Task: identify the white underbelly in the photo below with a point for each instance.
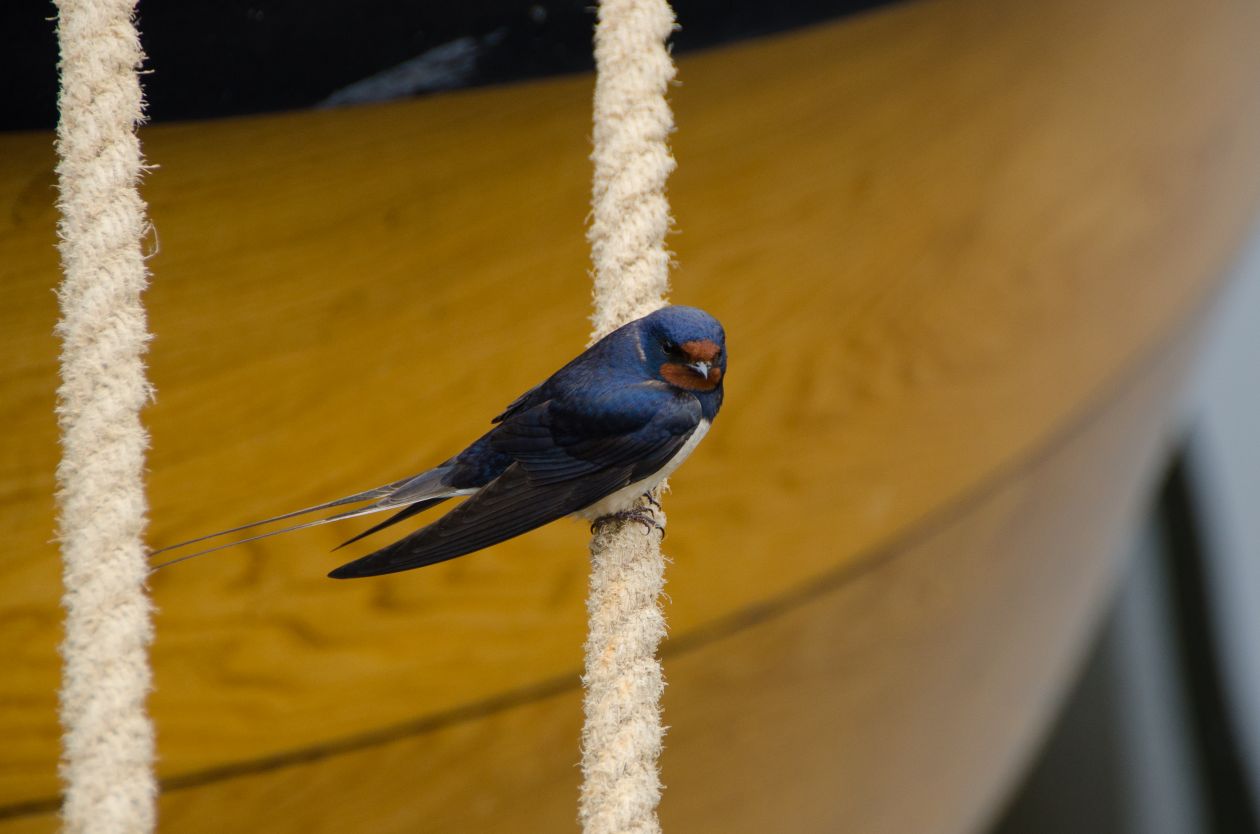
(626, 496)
---
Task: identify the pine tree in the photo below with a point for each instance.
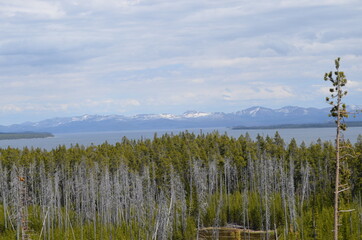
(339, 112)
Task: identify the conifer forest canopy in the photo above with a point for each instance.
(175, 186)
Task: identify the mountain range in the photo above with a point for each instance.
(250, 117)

Given instruction: Keep only the lines of the listing that contain the word "above", matching case exactly, and copy each of them out in full.

Written solution:
Task: identify the conifer forest canopy in the photo above with a point for each instance.
Task: identify the mountain range in the photo above with a point for each instance.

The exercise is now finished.